Ćwiczenie — Wypisz bez żadnych zmian wiersze od tego, który zawiera „Where is each instance of the bearded”, do tego, który zawiera „point(406, 285)”, łącznie z oboma.

(Blok danych)
◆ ◆ ◆

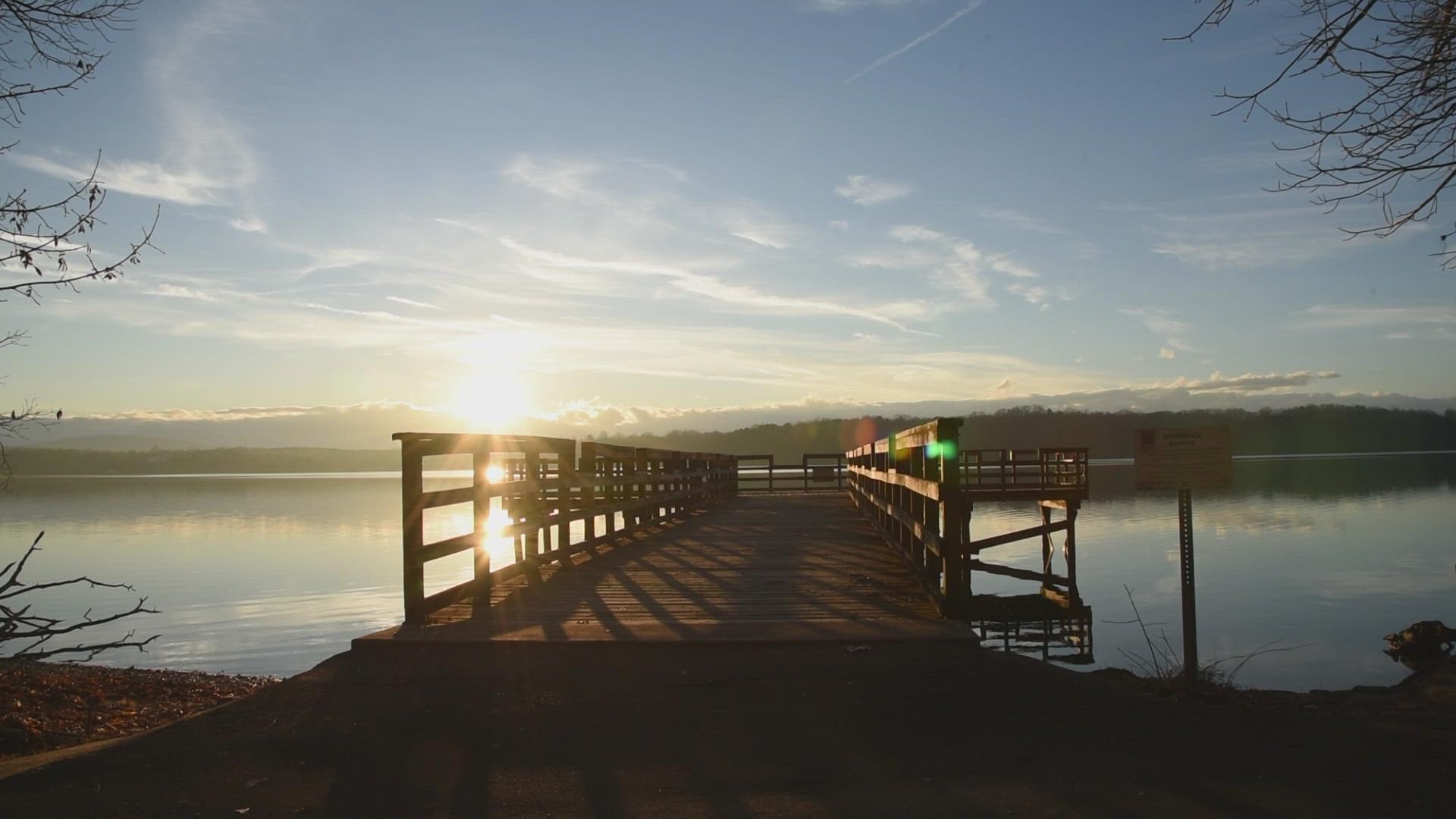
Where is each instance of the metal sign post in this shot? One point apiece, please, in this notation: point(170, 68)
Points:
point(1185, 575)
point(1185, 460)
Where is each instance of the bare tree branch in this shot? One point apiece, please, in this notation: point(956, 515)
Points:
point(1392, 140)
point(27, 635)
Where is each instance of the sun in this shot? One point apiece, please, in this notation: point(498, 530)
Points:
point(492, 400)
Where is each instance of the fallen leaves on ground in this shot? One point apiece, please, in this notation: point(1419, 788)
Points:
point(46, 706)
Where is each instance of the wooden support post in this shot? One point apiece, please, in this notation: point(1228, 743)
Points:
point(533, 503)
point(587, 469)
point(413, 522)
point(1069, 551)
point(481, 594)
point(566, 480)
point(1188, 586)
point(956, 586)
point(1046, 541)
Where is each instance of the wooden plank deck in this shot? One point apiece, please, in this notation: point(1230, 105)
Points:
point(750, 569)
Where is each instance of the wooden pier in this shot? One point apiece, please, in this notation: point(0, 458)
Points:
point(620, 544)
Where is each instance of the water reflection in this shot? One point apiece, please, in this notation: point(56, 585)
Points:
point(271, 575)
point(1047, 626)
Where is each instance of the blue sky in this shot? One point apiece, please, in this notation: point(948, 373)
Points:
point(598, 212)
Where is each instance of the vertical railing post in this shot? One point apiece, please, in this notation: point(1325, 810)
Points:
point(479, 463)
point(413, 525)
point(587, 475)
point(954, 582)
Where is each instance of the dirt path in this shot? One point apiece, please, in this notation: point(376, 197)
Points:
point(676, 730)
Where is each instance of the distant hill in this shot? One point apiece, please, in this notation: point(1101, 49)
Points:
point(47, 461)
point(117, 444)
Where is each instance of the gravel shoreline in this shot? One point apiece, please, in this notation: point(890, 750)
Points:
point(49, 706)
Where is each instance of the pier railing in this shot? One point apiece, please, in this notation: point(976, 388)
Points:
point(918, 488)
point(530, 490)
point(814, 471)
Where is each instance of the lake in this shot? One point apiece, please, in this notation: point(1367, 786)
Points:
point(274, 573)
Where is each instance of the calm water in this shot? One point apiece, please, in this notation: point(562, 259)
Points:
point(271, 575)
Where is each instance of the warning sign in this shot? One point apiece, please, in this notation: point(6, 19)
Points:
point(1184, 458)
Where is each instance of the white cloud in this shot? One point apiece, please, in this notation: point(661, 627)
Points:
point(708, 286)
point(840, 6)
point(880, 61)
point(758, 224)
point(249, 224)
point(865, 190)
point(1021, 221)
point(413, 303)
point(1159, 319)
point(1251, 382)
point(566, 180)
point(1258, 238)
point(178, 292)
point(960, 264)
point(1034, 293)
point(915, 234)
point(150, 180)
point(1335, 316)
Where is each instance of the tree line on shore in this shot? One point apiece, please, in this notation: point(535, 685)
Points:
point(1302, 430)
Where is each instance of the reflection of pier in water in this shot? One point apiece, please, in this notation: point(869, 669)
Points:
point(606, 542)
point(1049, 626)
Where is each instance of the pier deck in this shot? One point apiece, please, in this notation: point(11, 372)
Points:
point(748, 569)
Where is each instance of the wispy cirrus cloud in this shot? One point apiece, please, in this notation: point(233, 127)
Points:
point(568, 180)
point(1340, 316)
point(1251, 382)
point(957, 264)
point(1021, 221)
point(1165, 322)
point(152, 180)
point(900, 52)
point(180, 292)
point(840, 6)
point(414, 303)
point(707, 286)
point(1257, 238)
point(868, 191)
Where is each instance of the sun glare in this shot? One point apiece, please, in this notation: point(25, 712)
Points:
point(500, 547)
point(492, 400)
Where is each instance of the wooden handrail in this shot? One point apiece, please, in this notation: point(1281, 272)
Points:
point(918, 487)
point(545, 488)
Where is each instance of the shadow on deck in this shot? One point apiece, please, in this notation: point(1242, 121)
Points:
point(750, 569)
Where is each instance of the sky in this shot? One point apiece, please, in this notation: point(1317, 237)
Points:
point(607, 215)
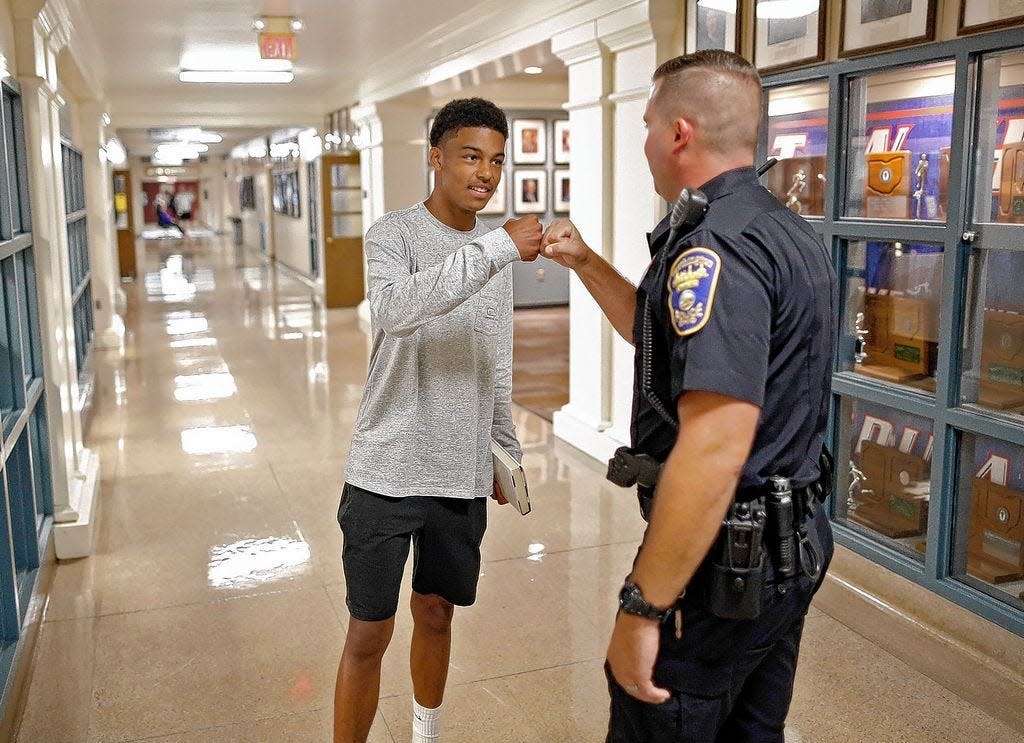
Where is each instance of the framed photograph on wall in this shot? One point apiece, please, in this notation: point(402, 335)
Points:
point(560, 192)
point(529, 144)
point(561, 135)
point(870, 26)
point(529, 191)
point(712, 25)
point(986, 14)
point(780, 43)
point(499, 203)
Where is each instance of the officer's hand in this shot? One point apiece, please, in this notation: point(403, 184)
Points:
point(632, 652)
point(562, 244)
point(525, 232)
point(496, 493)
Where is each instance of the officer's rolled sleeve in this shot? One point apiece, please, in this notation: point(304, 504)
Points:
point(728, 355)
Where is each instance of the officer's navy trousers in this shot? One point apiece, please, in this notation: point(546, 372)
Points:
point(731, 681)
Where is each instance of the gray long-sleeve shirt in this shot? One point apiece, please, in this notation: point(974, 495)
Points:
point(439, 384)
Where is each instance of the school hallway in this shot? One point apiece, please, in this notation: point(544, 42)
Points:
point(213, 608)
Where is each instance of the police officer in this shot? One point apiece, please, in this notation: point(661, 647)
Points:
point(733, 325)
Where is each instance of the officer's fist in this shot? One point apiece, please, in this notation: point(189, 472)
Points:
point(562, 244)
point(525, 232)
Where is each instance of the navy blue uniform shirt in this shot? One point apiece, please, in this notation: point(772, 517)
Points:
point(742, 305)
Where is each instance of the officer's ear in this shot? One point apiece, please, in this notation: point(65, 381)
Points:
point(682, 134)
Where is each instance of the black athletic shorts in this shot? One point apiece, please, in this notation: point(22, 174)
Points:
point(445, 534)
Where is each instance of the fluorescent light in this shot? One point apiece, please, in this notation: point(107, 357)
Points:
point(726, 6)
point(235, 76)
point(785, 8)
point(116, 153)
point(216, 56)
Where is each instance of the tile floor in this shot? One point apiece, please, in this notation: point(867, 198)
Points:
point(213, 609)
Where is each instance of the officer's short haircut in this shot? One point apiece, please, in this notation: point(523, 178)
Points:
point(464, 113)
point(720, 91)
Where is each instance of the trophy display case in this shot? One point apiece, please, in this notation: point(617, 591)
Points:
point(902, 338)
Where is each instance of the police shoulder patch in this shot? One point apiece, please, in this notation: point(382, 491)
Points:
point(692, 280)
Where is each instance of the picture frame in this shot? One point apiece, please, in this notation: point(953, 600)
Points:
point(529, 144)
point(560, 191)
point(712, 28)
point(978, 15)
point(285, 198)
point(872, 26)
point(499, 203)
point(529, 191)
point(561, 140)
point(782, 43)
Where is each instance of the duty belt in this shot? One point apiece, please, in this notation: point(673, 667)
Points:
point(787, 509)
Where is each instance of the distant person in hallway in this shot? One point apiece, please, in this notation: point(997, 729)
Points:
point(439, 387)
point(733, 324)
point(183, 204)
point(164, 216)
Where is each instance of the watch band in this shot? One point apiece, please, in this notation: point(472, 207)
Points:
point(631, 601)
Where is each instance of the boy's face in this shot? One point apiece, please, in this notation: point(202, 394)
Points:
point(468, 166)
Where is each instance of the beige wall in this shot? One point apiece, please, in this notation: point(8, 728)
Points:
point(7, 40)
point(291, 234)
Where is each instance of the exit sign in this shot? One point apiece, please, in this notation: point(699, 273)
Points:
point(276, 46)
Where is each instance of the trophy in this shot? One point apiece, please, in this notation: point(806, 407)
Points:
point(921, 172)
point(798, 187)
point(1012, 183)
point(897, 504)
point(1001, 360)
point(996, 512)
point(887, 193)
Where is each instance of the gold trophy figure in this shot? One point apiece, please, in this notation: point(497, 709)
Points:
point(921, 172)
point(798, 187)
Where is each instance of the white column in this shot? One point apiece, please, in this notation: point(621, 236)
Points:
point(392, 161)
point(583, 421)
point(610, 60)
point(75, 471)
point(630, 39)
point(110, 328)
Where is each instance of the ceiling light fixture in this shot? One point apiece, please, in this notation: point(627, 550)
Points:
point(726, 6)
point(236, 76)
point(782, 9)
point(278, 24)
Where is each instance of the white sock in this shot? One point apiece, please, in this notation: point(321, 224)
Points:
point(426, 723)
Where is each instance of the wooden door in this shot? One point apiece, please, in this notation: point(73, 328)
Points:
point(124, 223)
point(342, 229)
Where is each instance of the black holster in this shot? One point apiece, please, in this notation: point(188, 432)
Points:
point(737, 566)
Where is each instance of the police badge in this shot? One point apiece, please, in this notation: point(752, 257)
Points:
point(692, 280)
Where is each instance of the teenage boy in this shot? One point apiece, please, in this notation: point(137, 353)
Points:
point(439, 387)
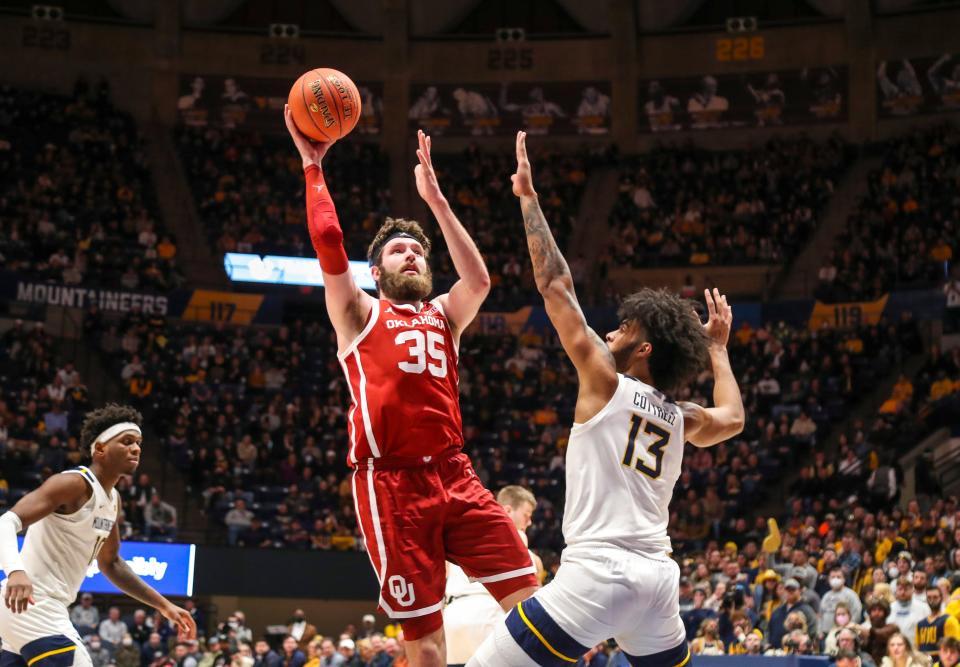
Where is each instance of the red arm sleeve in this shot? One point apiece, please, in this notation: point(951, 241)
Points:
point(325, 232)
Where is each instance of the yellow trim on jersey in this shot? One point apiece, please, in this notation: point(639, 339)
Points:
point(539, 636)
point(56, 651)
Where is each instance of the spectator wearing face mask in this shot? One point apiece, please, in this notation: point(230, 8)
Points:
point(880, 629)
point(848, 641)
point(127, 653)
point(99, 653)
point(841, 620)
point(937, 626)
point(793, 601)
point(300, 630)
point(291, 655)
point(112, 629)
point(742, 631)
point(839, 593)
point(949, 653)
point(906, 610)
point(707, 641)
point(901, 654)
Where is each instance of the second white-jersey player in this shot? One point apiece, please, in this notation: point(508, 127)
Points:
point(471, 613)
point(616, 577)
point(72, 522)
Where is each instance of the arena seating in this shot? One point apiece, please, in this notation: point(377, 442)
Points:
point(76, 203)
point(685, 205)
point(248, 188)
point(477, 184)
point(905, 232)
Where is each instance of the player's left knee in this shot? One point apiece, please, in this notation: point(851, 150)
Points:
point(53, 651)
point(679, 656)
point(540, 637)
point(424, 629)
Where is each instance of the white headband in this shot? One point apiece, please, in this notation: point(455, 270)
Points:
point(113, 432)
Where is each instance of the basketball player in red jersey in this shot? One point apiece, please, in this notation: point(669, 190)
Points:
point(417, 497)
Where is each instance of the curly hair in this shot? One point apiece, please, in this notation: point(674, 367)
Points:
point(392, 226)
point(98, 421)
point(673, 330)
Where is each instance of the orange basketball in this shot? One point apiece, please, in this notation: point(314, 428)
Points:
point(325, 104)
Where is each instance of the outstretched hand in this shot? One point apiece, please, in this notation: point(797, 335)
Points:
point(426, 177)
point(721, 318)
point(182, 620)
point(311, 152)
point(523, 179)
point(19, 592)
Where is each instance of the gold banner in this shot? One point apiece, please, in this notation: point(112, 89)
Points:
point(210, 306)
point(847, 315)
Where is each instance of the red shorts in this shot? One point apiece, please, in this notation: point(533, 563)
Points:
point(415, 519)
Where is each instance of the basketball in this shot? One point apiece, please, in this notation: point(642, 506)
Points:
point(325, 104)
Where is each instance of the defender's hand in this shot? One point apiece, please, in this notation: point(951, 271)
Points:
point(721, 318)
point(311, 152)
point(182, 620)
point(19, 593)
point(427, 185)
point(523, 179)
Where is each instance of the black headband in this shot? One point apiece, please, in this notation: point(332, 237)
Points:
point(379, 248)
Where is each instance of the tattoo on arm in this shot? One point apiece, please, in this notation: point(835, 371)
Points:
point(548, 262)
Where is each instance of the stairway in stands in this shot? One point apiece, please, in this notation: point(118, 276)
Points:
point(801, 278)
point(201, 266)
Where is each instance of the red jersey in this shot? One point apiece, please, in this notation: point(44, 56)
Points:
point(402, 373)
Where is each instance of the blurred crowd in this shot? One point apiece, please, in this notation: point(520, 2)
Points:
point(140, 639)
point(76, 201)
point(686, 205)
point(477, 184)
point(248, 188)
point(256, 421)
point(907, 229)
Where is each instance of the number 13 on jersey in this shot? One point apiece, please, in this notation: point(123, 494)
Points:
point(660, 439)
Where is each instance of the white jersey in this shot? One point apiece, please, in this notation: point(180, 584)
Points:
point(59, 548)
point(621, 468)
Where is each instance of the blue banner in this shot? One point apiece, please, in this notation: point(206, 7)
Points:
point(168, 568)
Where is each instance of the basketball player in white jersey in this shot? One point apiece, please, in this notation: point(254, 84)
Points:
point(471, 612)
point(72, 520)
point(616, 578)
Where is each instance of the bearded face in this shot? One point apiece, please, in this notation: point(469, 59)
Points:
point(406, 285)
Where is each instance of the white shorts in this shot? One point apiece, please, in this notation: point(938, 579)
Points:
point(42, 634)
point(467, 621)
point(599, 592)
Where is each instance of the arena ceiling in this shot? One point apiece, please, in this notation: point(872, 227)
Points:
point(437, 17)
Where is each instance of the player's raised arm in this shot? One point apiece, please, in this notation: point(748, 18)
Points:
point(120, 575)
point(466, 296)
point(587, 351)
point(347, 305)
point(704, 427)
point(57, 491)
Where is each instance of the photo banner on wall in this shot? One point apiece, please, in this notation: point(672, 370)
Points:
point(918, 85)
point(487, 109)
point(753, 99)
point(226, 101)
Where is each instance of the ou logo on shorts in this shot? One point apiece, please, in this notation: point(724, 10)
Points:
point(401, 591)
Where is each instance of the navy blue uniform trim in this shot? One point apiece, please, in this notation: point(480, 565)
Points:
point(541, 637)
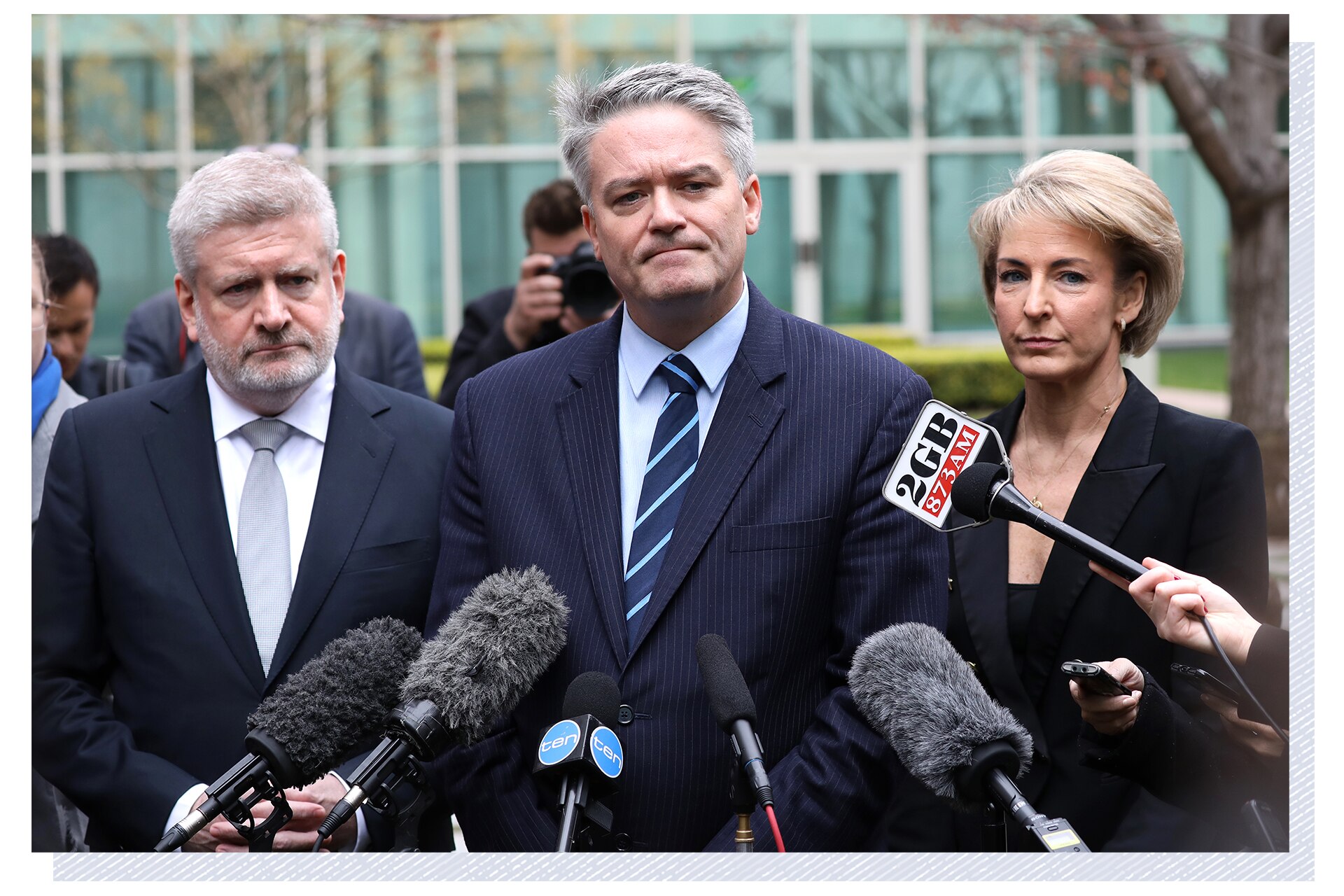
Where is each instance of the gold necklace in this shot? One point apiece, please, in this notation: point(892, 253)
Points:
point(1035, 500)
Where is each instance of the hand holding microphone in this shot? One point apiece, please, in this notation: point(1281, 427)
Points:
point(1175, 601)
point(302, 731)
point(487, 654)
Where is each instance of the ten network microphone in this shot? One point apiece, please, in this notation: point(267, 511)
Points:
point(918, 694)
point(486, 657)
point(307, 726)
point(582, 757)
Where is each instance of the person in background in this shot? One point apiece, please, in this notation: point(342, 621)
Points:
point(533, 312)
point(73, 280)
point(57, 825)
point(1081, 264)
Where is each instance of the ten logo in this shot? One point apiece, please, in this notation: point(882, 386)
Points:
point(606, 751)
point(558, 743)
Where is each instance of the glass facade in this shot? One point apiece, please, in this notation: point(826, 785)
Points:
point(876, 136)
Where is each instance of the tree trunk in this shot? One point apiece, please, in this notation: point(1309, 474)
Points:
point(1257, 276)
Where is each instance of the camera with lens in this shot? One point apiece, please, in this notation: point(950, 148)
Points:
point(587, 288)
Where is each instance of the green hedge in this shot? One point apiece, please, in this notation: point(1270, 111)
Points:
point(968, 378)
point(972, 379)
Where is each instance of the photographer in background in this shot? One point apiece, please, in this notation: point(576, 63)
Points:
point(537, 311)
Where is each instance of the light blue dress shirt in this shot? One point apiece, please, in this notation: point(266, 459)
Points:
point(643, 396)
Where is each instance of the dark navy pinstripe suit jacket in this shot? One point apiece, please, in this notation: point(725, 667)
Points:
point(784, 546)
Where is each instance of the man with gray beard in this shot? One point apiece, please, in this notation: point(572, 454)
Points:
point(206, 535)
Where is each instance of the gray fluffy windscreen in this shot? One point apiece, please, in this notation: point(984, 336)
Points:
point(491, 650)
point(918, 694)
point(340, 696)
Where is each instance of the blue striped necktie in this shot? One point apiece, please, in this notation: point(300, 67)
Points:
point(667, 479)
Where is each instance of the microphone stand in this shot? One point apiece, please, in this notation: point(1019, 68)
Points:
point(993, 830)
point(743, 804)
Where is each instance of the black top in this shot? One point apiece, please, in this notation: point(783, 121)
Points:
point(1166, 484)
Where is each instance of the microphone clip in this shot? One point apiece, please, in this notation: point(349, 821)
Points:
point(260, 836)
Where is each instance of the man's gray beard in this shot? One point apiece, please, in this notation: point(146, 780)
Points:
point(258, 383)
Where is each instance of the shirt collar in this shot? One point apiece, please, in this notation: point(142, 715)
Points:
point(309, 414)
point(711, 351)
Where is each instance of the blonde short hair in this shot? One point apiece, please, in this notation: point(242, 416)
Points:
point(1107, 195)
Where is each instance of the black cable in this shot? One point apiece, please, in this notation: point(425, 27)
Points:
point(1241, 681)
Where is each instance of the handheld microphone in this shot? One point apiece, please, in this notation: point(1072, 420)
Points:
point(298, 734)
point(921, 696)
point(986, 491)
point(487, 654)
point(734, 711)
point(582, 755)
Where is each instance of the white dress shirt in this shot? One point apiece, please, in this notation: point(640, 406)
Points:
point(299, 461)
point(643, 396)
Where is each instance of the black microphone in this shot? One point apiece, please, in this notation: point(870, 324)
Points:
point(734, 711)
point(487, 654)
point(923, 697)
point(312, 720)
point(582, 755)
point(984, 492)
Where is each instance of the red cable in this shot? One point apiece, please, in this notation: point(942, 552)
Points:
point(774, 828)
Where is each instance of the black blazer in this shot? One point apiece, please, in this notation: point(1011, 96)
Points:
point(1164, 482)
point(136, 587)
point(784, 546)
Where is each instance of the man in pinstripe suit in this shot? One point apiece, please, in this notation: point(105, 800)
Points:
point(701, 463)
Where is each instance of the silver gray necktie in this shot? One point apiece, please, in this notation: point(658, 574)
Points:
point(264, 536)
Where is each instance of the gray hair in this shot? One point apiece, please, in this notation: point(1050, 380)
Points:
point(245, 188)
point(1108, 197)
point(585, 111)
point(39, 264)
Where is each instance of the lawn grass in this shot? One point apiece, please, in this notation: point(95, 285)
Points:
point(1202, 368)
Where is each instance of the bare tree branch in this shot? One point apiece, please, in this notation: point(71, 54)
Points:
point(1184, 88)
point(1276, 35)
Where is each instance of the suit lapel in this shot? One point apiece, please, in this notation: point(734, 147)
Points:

◆ ◆ ◆

Odpowiedź do ćwiczenia —
Where is each instance of the bearded face in this shot? One point apiece, please, in this notation: point(469, 59)
Points:
point(406, 285)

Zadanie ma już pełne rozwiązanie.